## Passage:
- - -

City takes new legal action in battle over vacant properties

The city has filed another lawsuit in its fight against derelict properties over unpaid fees related to a vacant building.

Under the city’s vacant building bylaw, enforcement officers are granted powers to inspect properties to enforce standards, which include maintaining boards blocking unwanted access via doors and windows and basic upkeep. There is an annual fee for the inspections.

The bylaw also allows the city to charge owners an annual empty building fee, based on the property value assessment.

In a statement of claim filed last week in Court of King’s Bench by the city’s legal services department, it’s alleged property owner Karin Gordon owes $16,247 in fees to the city for her vacant house on Egerton Road in the Glenwood neighbourhood, plus court costs and interest.

It’s at least the fourth civil claim the city has filed over unpaid vacant building fees this year, court records reviewed by the Free Press indicate.

Bylaw officers have inspected Gordon’s Egerton Road property “several times” between 2017 and 2024, the new court filing says.

- - -

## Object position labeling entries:
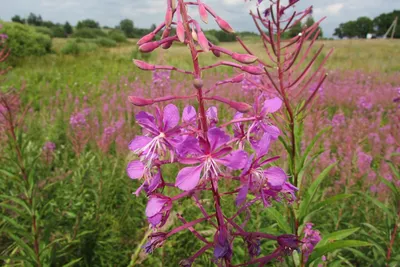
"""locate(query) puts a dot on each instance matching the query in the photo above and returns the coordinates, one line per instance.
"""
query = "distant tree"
(88, 23)
(339, 31)
(383, 22)
(35, 20)
(18, 19)
(364, 26)
(309, 22)
(295, 30)
(127, 27)
(68, 28)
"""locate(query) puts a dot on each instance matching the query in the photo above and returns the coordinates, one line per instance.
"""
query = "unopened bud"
(139, 101)
(198, 83)
(149, 47)
(224, 25)
(145, 39)
(216, 53)
(253, 70)
(194, 35)
(143, 65)
(203, 42)
(239, 78)
(180, 31)
(168, 17)
(240, 106)
(244, 58)
(203, 13)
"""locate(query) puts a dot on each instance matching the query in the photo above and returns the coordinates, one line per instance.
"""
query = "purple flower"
(158, 209)
(156, 240)
(288, 243)
(222, 249)
(268, 183)
(49, 146)
(310, 240)
(162, 133)
(78, 120)
(209, 155)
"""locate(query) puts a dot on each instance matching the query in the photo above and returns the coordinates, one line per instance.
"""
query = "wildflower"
(210, 155)
(162, 133)
(310, 240)
(288, 243)
(158, 210)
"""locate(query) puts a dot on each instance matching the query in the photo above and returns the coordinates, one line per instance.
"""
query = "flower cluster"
(214, 155)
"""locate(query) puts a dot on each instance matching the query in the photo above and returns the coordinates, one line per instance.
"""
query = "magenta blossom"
(158, 210)
(209, 155)
(161, 133)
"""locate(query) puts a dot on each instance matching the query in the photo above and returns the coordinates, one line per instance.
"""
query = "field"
(75, 125)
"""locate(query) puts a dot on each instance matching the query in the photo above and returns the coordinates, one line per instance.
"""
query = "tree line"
(362, 26)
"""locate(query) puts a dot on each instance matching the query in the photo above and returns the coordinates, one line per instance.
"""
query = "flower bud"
(180, 31)
(203, 42)
(143, 65)
(168, 17)
(240, 106)
(145, 39)
(198, 83)
(252, 70)
(203, 13)
(224, 25)
(194, 35)
(244, 58)
(149, 47)
(216, 53)
(139, 101)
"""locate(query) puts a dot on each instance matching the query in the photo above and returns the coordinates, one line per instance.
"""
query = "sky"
(146, 12)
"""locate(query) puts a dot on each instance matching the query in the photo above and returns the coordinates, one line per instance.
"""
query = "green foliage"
(127, 27)
(24, 41)
(106, 42)
(89, 33)
(58, 32)
(88, 23)
(76, 47)
(383, 22)
(68, 28)
(117, 36)
(44, 30)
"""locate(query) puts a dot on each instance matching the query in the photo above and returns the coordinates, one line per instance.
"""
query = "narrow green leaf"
(338, 235)
(379, 204)
(323, 250)
(278, 217)
(310, 194)
(311, 146)
(72, 263)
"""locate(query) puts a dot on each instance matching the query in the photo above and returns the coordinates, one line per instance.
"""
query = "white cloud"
(330, 10)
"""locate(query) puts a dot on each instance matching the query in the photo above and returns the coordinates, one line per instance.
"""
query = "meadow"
(75, 124)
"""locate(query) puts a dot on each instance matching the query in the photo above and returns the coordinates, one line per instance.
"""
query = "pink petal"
(154, 206)
(171, 117)
(139, 142)
(188, 178)
(217, 138)
(276, 177)
(236, 160)
(135, 169)
(272, 105)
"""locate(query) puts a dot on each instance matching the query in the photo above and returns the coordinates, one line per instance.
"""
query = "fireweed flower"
(310, 240)
(268, 183)
(161, 133)
(158, 210)
(210, 156)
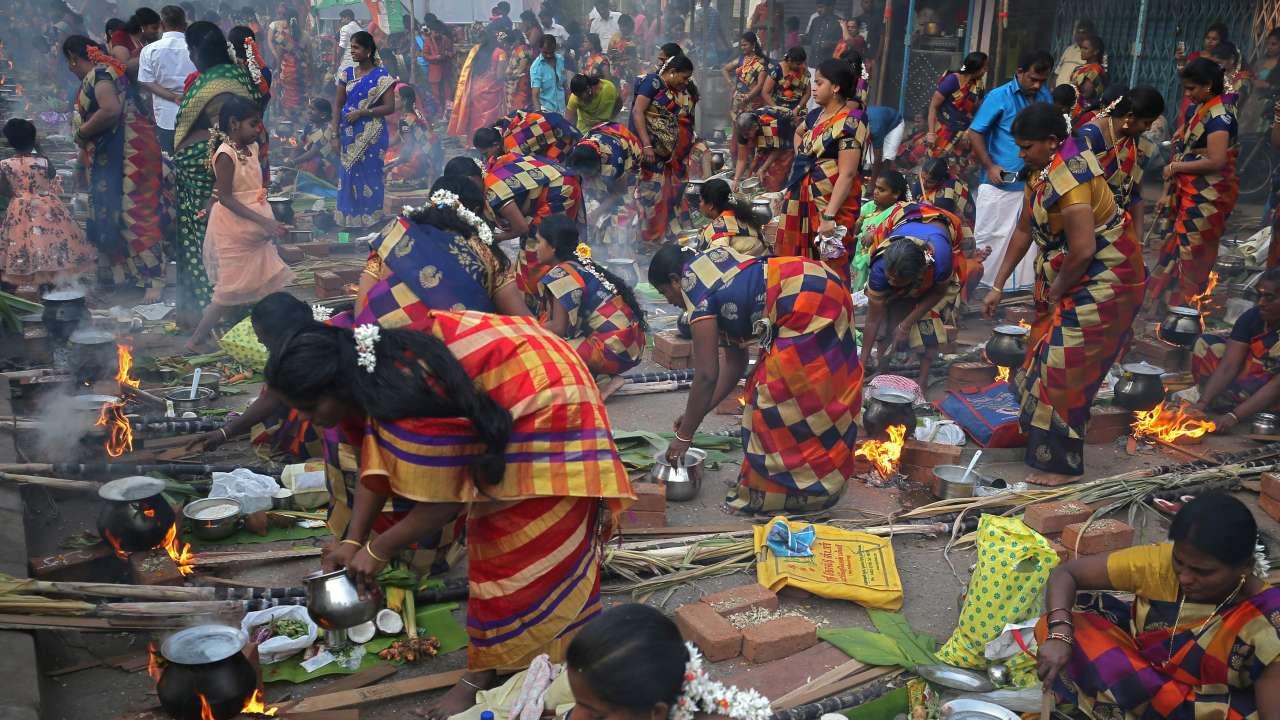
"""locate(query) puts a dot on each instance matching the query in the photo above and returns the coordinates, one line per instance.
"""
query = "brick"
(291, 254)
(1050, 518)
(712, 633)
(929, 454)
(743, 597)
(781, 637)
(1270, 506)
(964, 376)
(1107, 424)
(780, 677)
(1271, 486)
(673, 345)
(634, 519)
(154, 568)
(1102, 536)
(650, 497)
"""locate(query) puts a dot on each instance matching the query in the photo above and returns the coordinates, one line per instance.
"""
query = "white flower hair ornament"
(366, 340)
(703, 695)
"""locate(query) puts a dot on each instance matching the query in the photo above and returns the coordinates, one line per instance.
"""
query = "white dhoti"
(996, 217)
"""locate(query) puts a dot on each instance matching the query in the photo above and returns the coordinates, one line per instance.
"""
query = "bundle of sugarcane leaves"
(639, 447)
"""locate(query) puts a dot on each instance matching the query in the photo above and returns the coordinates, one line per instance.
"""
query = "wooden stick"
(832, 675)
(218, 560)
(400, 688)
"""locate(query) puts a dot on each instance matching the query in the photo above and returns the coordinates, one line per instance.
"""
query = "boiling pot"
(135, 513)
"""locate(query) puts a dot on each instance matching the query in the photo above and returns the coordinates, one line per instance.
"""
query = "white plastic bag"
(252, 491)
(277, 648)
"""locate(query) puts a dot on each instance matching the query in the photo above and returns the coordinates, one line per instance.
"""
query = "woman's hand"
(991, 302)
(1051, 659)
(364, 569)
(337, 555)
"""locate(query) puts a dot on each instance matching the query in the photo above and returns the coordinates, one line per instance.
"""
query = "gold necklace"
(1206, 621)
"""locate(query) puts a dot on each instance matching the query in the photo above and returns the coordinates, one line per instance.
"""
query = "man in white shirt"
(163, 69)
(348, 27)
(603, 22)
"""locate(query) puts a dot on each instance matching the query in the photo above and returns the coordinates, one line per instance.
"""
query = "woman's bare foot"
(461, 696)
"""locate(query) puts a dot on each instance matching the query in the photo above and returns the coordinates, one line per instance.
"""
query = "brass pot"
(1182, 326)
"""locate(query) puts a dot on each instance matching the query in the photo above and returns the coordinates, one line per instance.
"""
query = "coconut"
(389, 621)
(362, 632)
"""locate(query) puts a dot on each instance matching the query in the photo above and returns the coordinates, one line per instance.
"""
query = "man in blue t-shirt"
(999, 199)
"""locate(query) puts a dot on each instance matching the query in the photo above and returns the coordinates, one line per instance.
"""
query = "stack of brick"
(1078, 536)
(1269, 500)
(920, 458)
(672, 351)
(709, 625)
(649, 509)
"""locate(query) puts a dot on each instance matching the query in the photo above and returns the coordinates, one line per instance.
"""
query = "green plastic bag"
(1014, 563)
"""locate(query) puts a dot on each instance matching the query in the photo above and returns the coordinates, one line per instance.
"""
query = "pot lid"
(63, 295)
(128, 490)
(91, 336)
(1011, 329)
(202, 645)
(1142, 369)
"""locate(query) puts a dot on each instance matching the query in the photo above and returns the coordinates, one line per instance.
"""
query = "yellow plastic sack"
(241, 342)
(844, 565)
(1014, 563)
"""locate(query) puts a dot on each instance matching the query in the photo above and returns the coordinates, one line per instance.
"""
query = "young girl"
(585, 304)
(890, 190)
(40, 244)
(240, 253)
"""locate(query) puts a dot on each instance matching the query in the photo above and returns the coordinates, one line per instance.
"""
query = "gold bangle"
(369, 548)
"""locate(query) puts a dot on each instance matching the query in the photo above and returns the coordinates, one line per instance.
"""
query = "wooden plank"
(360, 696)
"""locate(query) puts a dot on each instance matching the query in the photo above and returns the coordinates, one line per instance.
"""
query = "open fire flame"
(1165, 424)
(885, 454)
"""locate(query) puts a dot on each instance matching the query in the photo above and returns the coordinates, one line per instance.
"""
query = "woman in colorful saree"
(361, 127)
(662, 118)
(488, 414)
(440, 255)
(732, 222)
(583, 302)
(954, 105)
(914, 279)
(826, 185)
(114, 127)
(1115, 136)
(1089, 281)
(1201, 186)
(1238, 373)
(478, 101)
(218, 77)
(798, 429)
(1200, 638)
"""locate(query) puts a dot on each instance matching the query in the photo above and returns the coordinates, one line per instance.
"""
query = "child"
(40, 242)
(240, 253)
(890, 190)
(318, 156)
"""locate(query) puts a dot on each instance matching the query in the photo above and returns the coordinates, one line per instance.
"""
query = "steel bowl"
(336, 604)
(1182, 326)
(682, 481)
(213, 518)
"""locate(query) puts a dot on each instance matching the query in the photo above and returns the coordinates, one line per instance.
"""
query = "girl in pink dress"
(240, 254)
(40, 244)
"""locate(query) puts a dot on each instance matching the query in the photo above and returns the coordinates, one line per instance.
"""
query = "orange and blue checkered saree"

- - -

## Your tasks:
1. Pull out every line of the entries that contains the word "plastic". Letter case matters.
2. Resume the article on the city's vacant building lawsuits from its last sentence and keep writing it.
The article and the entries come from unrelated sources.

## The responses:
1.
query = "white plastic bag"
query = "green plastic bag"
query = "yellow plastic sack"

2.
The inspectors found combustible material inside, including garbage and personal items; mice feces and black mould throughout the building; partially boarded and broken windows and doors; damage to the ceiling and walls and exterior downspouts; and garbage strewn throughout the property, including old appliances, furniture and scrap metal.

The property, the city claims, does not comply with the vacant building bylaw.

The owner has been issued inspection fees annually from 2020 to 2024, as well as annual empty building fees from 2022 onward.

The city has served Gordon notice of the fees and demanded payment, but the balance remains, the civil filing alleges. Gordon has not replied to the claim in court.

One of the previous city lawsuits over vacant buildings this year was filed in February against the now-former owner of the Rubin Block at 270 Morley Ave.

The long-vacant south Osborne apartment block has since been sold to the Fisher River Cree First Nation and the University of Winnipeg Community Renewal Corp., which have plans to restore it.

The city discontinued the parts of its claim against former owner Composite Holdings Ltd. that related to the Rubin Block in June, court records show.

The three-storey apartment building, which was built in 1914, has been vacant since a fire in 2014.

The claim against Composite Holdings for alleged unpaid fees at another vacant property it owns remains before the court.

The vacant building bylaw was enhanced after city council voted to amend it last week.

Boarding procedures were made more stringent, requiring thicker plywood and stronger and longer screws.

The amendment also increased the first inspection fee from $1,355 to $1,685, and adds $1,000 per subsequent inspection.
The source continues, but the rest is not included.